# Data provided
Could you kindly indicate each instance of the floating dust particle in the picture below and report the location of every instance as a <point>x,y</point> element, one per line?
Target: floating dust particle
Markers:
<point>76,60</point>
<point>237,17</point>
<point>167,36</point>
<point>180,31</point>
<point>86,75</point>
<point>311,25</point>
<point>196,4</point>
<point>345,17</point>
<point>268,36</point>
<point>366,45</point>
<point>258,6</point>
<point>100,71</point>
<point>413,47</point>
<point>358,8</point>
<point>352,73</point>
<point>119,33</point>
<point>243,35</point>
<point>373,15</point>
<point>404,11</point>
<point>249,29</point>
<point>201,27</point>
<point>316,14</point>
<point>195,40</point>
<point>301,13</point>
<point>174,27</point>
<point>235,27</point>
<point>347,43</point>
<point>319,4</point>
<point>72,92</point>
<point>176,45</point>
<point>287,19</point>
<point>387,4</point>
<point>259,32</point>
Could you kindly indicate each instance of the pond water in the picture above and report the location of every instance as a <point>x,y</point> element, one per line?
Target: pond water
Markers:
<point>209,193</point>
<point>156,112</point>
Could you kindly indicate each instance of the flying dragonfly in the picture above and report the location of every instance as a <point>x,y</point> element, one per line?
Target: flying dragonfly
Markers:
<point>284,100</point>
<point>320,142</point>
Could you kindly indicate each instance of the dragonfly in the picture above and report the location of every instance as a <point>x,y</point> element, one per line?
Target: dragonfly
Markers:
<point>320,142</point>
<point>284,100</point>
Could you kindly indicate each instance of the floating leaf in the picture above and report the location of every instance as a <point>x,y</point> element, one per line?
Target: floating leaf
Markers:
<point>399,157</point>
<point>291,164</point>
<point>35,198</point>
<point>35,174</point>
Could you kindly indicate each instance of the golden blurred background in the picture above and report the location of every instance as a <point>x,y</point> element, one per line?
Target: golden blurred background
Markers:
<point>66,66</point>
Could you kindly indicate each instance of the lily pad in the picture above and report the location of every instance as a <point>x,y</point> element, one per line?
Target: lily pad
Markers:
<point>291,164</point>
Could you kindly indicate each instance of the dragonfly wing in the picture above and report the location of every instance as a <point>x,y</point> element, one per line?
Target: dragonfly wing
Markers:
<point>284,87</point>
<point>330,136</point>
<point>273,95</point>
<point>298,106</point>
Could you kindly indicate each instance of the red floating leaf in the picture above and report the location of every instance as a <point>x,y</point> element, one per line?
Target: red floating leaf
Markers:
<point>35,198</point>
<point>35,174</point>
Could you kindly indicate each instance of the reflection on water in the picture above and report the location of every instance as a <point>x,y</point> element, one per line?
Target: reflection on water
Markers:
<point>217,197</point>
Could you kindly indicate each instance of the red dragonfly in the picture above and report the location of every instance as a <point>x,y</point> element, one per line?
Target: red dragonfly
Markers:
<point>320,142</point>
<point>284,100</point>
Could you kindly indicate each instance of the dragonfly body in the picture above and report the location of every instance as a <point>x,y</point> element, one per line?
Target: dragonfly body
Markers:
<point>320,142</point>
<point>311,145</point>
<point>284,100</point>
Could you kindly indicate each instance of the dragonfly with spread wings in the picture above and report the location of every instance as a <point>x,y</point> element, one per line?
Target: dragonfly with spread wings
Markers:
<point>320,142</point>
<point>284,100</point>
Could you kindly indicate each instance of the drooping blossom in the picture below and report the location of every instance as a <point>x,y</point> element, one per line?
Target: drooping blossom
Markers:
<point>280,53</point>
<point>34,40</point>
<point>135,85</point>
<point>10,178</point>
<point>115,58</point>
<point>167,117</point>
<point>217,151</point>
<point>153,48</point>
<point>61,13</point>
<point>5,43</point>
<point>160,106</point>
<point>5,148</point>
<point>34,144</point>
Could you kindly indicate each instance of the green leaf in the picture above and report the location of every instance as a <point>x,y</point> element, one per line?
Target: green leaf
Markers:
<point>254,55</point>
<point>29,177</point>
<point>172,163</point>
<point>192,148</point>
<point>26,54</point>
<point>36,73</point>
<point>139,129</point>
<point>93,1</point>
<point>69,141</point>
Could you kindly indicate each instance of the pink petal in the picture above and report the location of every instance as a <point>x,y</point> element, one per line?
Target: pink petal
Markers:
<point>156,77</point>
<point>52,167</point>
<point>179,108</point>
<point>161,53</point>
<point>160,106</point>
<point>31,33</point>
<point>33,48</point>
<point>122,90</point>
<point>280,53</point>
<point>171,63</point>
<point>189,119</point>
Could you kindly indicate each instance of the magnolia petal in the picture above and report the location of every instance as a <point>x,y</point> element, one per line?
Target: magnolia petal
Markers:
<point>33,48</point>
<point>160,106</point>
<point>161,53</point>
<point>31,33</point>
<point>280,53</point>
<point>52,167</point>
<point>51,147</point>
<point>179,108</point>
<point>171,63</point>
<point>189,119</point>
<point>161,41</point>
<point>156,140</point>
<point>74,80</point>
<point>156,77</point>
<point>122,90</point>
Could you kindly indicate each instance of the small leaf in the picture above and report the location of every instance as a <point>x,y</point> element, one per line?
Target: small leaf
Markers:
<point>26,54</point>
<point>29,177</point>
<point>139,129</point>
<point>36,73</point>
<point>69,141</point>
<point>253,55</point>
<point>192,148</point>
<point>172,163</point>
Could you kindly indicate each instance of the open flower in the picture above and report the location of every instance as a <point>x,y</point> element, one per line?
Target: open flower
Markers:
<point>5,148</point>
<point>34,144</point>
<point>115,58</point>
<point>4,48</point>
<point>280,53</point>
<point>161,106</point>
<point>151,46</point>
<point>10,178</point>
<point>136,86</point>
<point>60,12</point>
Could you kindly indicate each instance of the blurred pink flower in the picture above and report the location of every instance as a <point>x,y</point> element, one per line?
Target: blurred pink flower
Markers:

# Exercise directions
Every record must be set down again exactly.

# Solution below
Could you kindly indicate each instance of the floating dust particle in the picture below and report the location of every instance as a <point>x,y</point> element, one per line?
Target: floating dust particle
Markers:
<point>76,60</point>
<point>237,17</point>
<point>167,36</point>
<point>180,31</point>
<point>86,75</point>
<point>311,25</point>
<point>196,4</point>
<point>345,17</point>
<point>268,36</point>
<point>366,45</point>
<point>258,6</point>
<point>100,71</point>
<point>413,47</point>
<point>358,8</point>
<point>352,73</point>
<point>119,33</point>
<point>243,35</point>
<point>373,15</point>
<point>404,11</point>
<point>249,29</point>
<point>201,27</point>
<point>316,14</point>
<point>195,40</point>
<point>301,13</point>
<point>174,27</point>
<point>235,27</point>
<point>347,43</point>
<point>319,4</point>
<point>72,92</point>
<point>176,45</point>
<point>287,19</point>
<point>387,4</point>
<point>259,32</point>
Could you kindly indicate each instance of the pond water in the picture above and report the location of every instance as a <point>x,y</point> element, one per line?
Target: pond water
Markers:
<point>209,193</point>
<point>156,112</point>
Could you kindly indicate each instance of the flying dragonfly in the picture above and report the location of every instance as a <point>x,y</point> element, one per line?
Target: flying dragonfly
Markers:
<point>284,100</point>
<point>320,142</point>
Could you kindly indicate each instance of the dragonfly in the picture above and report the location of every instance as a <point>x,y</point> element, one per line?
Target: dragonfly
Markers:
<point>320,142</point>
<point>284,100</point>
Could you kindly indicate each instance of the floating leaf in the picture above and report the location of every instance as a <point>x,y</point> element, one per line?
Target: floating leaf
Markers:
<point>399,157</point>
<point>291,164</point>
<point>35,198</point>
<point>35,174</point>
Could you kindly indicate each instance of the golden blurred background in the picture above and report the location of every instance as a <point>x,y</point> element, one per line?
Target: golden blurred background
Markers:
<point>66,66</point>
Could you kindly indicate each instance of the lily pad in the picture above and report the location of every instance as a <point>x,y</point> element, one per line?
Target: lily pad
Markers:
<point>291,164</point>
Could you kindly indicate each instance of the dragonfly wing in the picture above and report the location of every instance as a <point>x,y</point> element, one per line?
Target: dragonfly wing
Markers:
<point>284,87</point>
<point>330,136</point>
<point>273,95</point>
<point>298,106</point>
Could you kindly indicate each instance of the red floating leaf in the picture above and report the location of every instance as a <point>x,y</point> element, one per line?
Target: red floating leaf
Markers:
<point>35,198</point>
<point>35,174</point>
Could you kindly indicate each instance of the reflection on water in the picture above and report the location of every instance as a <point>x,y</point> element, one per line?
Target: reflection on water
Markers:
<point>217,197</point>
Could you kindly indicate each instance of the red dragonfly in the picture above and report the location of every instance as a <point>x,y</point> element, one per line?
Target: red dragonfly
Markers:
<point>320,142</point>
<point>284,100</point>
Could you kindly indicate each instance of the dragonfly body in the picture above and report the location of every instance as a <point>x,y</point> element, one per line?
Target: dragonfly body
Markers:
<point>320,142</point>
<point>311,145</point>
<point>284,100</point>
Could you kindly indicate each instance of the dragonfly with spread wings in the picture above and report the location of every instance as a <point>x,y</point> element, one per line?
Target: dragonfly with spread wings
Markers:
<point>320,142</point>
<point>284,100</point>
Could you kindly indicate each instance of the drooping blossom in the picture below and report the location of every instance as a <point>x,y</point> element, one per line?
Target: drooping blossom
Markers:
<point>280,53</point>
<point>34,40</point>
<point>135,85</point>
<point>10,178</point>
<point>115,58</point>
<point>167,117</point>
<point>217,151</point>
<point>153,48</point>
<point>61,13</point>
<point>5,43</point>
<point>160,106</point>
<point>5,148</point>
<point>34,144</point>
Could you kindly indicate each instance of the green leaf in the picture above and report the location of every instance as a <point>x,y</point> element, one per line?
Target: green leaf
Markers:
<point>254,55</point>
<point>29,177</point>
<point>172,163</point>
<point>192,148</point>
<point>26,54</point>
<point>36,73</point>
<point>139,129</point>
<point>93,1</point>
<point>69,141</point>
Could you kindly indicate each instance of the pink petal in the picture above and report the location of every instance as a <point>x,y</point> element, one per line?
Target: pink petal
Markers:
<point>156,77</point>
<point>52,167</point>
<point>179,108</point>
<point>161,53</point>
<point>160,106</point>
<point>31,33</point>
<point>33,48</point>
<point>122,90</point>
<point>280,53</point>
<point>171,63</point>
<point>189,119</point>
Could you kindly indicate each instance of the magnolia petal in the picture above and report the location of every instance as a <point>x,y</point> element, one per line?
Target: magnolia petal
Markers:
<point>33,48</point>
<point>160,106</point>
<point>161,53</point>
<point>31,33</point>
<point>280,53</point>
<point>52,167</point>
<point>51,147</point>
<point>179,108</point>
<point>171,63</point>
<point>189,119</point>
<point>161,41</point>
<point>156,140</point>
<point>74,80</point>
<point>156,77</point>
<point>122,90</point>
Could you kindly indicate each instance of the small leaf in the picture above and report the location of every instance as a <point>x,y</point> element, one per line?
Target: small leaf
Markers:
<point>26,54</point>
<point>29,177</point>
<point>139,129</point>
<point>36,73</point>
<point>69,141</point>
<point>253,55</point>
<point>192,148</point>
<point>172,163</point>
Could you kindly indicate each instance of the open flower in the picture above and report the location of every instance as a <point>x,y</point> element, one per line?
Target: open flower
Markers:
<point>5,148</point>
<point>34,144</point>
<point>115,58</point>
<point>4,48</point>
<point>280,53</point>
<point>161,106</point>
<point>151,46</point>
<point>10,178</point>
<point>136,86</point>
<point>60,12</point>
Could you kindly indicate each instance of the blurred pink flower in the picture above and report the location of every instance as a <point>x,y</point> element, one per line?
Target: blurred pink flower
Markers:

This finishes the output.